WRITTEN INSTRUCTION: Identify every line of the records below that contains the word "building", and copy each of those lines in full.

::: LISTED ENTRIES :::

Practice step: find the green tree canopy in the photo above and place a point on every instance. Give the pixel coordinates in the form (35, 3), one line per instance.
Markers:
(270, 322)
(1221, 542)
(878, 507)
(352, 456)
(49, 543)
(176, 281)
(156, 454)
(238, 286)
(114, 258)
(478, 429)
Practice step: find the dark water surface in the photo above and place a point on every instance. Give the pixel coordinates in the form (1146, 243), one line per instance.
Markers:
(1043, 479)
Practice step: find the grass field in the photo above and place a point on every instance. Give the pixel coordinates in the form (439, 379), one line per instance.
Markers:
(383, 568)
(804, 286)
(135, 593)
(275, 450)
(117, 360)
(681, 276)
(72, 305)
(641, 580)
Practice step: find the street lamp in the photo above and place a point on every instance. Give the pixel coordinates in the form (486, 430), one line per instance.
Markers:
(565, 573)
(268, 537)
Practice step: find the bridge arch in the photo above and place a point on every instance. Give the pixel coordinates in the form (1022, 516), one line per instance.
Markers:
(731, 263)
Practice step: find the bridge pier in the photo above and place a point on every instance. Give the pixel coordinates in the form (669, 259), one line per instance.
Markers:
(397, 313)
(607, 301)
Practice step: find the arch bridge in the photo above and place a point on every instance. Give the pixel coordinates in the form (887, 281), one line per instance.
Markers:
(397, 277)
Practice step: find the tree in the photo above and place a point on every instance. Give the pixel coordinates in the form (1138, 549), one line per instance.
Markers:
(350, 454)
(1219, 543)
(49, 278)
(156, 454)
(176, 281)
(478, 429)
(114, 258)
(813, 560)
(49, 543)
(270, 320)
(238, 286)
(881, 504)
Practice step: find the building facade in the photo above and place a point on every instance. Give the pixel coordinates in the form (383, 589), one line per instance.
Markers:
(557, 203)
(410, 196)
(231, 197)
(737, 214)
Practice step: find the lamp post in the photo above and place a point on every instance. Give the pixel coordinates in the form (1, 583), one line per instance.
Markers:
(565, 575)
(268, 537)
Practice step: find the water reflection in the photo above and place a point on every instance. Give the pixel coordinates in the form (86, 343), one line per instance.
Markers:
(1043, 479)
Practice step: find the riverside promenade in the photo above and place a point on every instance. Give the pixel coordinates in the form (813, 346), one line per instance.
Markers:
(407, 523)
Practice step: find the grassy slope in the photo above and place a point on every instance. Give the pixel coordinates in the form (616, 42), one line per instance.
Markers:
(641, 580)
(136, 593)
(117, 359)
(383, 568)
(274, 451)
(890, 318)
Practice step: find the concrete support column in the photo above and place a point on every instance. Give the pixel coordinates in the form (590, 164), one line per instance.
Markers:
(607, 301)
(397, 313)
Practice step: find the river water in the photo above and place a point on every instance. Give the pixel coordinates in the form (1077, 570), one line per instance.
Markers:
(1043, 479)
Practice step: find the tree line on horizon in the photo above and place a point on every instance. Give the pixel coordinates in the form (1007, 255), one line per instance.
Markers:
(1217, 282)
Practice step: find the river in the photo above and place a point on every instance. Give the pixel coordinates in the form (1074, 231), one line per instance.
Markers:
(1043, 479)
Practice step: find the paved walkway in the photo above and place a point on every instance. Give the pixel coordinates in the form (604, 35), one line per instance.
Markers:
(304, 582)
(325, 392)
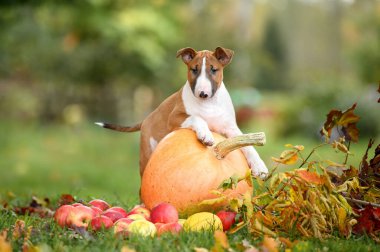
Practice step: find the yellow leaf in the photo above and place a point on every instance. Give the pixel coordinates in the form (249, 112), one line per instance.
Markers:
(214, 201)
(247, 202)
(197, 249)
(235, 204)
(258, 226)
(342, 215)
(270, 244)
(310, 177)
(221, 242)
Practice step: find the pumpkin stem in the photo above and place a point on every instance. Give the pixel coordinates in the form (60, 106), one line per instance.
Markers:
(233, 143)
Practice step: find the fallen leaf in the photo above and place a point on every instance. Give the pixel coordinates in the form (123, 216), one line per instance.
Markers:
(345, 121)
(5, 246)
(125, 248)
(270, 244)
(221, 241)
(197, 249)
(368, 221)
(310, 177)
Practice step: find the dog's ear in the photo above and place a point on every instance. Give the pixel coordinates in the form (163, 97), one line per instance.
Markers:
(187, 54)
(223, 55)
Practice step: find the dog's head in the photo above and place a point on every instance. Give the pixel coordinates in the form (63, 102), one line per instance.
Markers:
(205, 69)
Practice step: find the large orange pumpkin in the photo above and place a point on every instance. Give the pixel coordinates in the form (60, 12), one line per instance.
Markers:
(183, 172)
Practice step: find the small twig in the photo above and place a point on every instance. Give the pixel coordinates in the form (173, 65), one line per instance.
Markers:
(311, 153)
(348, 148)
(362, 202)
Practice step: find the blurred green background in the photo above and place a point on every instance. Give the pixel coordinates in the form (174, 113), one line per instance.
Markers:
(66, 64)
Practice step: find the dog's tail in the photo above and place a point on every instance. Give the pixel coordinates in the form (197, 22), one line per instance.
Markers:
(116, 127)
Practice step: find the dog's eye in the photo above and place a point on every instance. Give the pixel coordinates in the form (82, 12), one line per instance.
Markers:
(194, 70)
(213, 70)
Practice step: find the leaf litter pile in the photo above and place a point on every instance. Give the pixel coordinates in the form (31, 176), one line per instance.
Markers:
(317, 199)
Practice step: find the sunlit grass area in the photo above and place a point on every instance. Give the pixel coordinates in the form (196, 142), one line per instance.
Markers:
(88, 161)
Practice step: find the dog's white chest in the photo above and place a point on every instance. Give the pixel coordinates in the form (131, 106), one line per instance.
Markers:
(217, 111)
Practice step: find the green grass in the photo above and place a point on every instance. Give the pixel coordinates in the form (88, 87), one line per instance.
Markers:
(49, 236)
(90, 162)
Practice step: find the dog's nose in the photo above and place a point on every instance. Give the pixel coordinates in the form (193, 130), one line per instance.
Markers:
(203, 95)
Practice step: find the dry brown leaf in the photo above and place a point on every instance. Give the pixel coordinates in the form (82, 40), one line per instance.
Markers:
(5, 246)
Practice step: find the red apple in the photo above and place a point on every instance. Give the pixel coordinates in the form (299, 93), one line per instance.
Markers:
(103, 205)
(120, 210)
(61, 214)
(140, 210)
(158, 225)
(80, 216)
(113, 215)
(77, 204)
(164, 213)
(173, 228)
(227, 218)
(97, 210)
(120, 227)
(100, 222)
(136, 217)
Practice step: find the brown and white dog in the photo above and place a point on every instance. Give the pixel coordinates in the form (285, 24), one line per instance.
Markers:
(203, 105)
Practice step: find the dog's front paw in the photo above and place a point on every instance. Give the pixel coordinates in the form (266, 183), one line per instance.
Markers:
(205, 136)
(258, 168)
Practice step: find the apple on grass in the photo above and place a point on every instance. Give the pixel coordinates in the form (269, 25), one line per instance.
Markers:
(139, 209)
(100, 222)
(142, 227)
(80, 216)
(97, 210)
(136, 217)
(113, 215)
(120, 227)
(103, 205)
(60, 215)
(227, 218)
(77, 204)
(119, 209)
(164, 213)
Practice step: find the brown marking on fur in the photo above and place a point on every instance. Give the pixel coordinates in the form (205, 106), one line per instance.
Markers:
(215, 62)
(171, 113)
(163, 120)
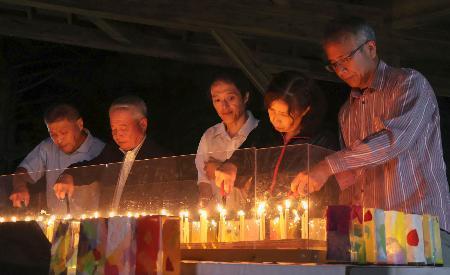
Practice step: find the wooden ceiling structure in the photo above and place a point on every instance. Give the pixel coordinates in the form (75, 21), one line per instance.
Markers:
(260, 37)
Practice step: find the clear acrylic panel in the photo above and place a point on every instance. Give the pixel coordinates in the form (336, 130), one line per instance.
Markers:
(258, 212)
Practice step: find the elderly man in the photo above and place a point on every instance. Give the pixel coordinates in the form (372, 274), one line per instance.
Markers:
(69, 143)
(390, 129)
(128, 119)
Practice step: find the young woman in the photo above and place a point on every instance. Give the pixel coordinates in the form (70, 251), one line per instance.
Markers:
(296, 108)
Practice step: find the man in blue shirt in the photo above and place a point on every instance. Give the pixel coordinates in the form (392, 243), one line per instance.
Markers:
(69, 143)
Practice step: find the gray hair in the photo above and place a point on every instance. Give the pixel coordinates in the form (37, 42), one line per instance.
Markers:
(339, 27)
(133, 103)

:::
::: LISTED ENTRIES :::

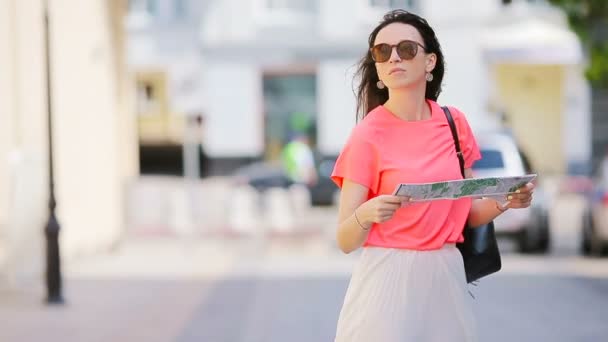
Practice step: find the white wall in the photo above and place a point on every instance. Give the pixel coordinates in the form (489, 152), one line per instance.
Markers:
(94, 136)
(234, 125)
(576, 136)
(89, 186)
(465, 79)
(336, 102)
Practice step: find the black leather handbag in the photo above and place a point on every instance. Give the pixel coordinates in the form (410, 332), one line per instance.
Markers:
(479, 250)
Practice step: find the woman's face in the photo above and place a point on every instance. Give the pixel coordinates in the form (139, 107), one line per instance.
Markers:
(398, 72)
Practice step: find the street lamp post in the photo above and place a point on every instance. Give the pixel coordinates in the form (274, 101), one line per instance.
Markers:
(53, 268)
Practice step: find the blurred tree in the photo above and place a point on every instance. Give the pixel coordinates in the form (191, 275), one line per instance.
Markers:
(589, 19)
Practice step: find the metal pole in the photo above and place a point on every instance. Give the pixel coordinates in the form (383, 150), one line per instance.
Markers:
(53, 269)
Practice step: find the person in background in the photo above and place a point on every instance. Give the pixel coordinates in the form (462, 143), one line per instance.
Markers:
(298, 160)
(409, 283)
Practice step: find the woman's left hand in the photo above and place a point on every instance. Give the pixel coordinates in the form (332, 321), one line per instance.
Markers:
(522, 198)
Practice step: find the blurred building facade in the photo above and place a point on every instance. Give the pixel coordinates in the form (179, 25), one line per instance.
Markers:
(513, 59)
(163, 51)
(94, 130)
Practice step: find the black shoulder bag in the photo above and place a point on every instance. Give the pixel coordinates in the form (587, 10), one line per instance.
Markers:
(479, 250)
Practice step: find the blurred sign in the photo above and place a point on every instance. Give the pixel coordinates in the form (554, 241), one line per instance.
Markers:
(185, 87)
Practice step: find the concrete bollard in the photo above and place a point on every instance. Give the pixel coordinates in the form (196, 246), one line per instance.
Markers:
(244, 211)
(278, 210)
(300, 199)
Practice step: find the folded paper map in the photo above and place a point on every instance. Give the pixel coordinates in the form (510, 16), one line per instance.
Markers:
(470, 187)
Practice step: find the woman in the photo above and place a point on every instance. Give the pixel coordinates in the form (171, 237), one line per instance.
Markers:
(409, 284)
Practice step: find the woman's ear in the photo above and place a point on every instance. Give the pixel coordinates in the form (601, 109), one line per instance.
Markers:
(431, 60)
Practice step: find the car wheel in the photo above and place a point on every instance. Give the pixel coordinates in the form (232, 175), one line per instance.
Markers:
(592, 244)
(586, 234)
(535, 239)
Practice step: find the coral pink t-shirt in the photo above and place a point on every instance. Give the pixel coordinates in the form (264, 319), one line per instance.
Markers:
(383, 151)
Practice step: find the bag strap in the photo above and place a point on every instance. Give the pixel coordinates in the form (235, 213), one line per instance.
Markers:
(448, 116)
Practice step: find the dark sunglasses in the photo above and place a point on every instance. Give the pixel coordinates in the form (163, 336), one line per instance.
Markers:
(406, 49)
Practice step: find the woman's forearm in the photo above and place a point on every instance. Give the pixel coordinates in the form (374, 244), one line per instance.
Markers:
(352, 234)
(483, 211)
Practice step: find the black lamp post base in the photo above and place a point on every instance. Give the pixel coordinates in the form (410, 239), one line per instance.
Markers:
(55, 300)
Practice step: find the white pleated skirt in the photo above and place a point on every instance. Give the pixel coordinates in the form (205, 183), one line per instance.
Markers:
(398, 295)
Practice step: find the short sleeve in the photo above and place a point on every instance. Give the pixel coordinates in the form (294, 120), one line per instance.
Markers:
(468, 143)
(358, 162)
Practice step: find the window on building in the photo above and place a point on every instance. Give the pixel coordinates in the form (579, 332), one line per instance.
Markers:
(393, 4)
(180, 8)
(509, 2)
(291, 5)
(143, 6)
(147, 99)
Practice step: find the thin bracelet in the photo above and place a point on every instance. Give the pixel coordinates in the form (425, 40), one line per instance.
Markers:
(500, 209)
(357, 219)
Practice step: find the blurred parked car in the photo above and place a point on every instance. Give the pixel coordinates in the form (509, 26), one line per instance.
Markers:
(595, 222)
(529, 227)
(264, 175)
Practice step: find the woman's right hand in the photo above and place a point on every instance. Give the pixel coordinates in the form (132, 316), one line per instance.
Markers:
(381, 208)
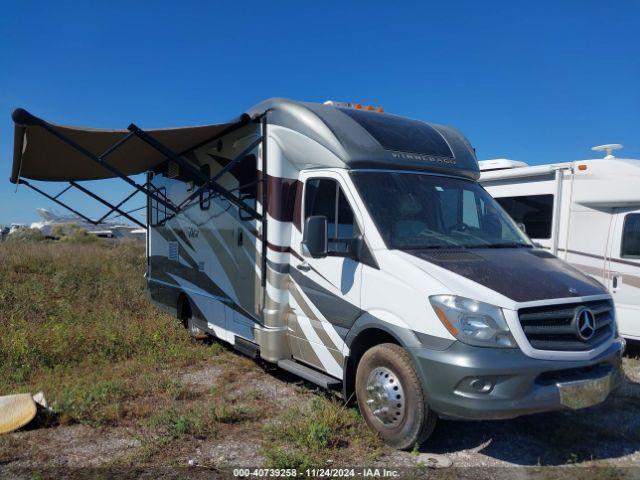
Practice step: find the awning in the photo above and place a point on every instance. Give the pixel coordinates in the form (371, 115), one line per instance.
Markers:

:::
::: LISTED ENTRIES :::

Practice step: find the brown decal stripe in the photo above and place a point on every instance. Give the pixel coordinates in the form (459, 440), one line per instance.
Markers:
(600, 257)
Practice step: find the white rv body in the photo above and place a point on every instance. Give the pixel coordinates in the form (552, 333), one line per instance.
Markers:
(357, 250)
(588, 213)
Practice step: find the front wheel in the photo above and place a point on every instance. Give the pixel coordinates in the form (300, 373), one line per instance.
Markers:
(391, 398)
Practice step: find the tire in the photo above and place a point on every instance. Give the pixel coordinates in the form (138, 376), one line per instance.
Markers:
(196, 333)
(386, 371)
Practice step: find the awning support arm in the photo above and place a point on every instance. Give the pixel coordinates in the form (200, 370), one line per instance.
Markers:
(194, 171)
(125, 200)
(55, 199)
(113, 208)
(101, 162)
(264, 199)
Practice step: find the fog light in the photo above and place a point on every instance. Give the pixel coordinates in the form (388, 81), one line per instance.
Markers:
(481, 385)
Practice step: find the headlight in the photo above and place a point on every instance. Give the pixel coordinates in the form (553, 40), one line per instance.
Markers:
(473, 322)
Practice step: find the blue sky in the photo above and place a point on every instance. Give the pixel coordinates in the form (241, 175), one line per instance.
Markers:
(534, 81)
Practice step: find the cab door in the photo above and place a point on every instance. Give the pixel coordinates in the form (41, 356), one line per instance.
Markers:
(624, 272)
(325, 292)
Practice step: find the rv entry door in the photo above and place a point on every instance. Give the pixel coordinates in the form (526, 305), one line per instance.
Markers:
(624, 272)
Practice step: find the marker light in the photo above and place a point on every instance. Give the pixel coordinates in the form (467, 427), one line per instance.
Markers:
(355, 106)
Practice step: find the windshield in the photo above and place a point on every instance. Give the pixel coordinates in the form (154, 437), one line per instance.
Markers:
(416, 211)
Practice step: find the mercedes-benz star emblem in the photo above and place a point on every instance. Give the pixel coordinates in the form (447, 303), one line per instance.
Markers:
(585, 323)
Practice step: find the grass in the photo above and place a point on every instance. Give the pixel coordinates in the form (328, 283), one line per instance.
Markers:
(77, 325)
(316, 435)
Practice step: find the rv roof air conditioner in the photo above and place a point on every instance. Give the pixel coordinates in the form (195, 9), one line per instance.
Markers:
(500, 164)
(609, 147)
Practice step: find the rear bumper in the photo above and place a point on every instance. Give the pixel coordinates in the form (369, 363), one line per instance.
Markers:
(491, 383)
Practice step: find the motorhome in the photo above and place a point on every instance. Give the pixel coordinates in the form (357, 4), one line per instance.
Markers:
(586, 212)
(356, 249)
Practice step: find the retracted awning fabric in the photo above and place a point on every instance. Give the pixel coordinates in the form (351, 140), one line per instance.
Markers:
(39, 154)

:::

FINISHED TASK:
Practice step: find the building facade in the photo above and place a point on every instance. Give the pixel coordinates in the form (383, 589), one line per instance.
Practice step: find the blurred building facade in the photo above and place a point on every instance. Give the pixel coordinates in the form (179, 25), one line per instance.
Practice step: find the window on building in the photo above and place a point on every instance. Give the pixel coordinates in the form (579, 332), one line per instance.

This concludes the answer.